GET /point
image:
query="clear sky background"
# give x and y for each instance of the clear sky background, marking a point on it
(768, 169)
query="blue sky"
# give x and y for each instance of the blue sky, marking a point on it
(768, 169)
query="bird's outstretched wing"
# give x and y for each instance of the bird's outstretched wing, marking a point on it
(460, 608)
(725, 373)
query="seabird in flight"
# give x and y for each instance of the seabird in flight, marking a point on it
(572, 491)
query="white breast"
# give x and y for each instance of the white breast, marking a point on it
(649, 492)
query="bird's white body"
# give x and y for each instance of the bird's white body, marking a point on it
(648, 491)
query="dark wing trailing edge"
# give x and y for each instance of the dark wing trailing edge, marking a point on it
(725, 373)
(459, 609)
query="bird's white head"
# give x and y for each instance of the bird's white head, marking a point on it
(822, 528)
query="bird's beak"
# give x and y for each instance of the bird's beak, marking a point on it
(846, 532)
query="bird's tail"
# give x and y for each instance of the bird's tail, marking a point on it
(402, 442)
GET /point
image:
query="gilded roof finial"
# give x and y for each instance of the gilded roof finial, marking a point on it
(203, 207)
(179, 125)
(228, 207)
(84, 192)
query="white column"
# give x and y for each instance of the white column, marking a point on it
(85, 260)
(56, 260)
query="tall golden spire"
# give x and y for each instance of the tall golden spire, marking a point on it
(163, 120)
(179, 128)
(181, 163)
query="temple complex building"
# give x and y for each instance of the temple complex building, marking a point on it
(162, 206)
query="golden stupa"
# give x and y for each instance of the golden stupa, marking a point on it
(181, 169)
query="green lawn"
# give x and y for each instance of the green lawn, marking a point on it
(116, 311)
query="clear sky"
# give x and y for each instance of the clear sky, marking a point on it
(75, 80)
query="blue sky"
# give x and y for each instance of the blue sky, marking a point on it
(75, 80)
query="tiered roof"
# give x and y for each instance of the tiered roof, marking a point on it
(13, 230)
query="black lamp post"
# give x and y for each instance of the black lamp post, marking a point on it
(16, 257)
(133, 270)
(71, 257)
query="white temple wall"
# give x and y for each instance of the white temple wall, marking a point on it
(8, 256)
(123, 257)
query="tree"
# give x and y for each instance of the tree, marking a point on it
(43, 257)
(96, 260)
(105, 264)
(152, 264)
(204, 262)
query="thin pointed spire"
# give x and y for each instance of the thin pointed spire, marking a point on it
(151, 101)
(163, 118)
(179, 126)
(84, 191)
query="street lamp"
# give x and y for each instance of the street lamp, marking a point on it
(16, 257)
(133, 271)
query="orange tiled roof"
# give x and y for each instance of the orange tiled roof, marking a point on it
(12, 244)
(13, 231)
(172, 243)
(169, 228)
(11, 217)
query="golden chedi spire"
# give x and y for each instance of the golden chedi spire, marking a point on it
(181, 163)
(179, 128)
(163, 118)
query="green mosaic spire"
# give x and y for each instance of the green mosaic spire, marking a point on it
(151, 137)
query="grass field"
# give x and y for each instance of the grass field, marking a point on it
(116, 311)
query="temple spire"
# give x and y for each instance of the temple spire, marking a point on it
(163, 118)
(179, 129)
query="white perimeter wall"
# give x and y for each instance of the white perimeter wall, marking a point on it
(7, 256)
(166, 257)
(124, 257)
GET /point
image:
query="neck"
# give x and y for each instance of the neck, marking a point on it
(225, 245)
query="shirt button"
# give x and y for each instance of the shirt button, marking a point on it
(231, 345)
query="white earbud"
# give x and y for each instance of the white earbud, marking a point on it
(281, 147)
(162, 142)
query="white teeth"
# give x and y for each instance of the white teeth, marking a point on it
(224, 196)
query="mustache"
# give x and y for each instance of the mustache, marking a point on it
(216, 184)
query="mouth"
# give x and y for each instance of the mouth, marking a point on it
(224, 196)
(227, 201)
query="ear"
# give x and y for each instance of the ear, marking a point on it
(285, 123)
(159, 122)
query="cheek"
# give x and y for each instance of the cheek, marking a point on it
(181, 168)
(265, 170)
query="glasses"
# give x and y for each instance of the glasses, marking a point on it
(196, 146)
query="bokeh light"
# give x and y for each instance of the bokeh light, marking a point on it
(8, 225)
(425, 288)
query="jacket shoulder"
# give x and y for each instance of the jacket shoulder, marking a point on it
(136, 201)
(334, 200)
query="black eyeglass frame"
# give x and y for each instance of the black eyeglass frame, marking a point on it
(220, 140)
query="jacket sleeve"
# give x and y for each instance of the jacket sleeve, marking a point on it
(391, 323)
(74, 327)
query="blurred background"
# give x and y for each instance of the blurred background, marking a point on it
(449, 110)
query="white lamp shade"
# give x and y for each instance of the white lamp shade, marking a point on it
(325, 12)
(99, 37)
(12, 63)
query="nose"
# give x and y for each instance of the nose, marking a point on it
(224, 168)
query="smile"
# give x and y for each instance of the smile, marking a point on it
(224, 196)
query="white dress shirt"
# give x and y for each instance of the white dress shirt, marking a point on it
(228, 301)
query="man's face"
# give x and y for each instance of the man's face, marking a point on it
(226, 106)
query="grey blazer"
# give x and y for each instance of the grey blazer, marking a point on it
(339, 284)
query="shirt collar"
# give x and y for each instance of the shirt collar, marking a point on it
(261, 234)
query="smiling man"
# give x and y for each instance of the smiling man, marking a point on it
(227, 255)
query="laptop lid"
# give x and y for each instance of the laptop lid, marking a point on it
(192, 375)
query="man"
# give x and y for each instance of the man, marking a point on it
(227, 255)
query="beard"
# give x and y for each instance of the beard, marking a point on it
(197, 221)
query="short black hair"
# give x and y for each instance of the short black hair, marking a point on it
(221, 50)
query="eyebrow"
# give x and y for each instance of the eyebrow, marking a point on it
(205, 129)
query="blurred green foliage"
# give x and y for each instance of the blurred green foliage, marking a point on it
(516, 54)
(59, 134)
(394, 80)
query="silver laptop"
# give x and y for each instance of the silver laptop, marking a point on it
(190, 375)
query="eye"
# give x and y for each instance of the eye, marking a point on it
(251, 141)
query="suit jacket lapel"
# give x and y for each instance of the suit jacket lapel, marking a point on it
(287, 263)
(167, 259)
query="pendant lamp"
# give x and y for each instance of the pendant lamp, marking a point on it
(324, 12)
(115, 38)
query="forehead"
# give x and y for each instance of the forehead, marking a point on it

# # # # #

**WRITTEN EXERCISE**.
Collect every line of the material above that contains the string "dress". Matching is case-sensitive.

**TASK RESULT**.
query="white dress shirt"
# give x and y for each instance of the white dress shirt, marking a point on it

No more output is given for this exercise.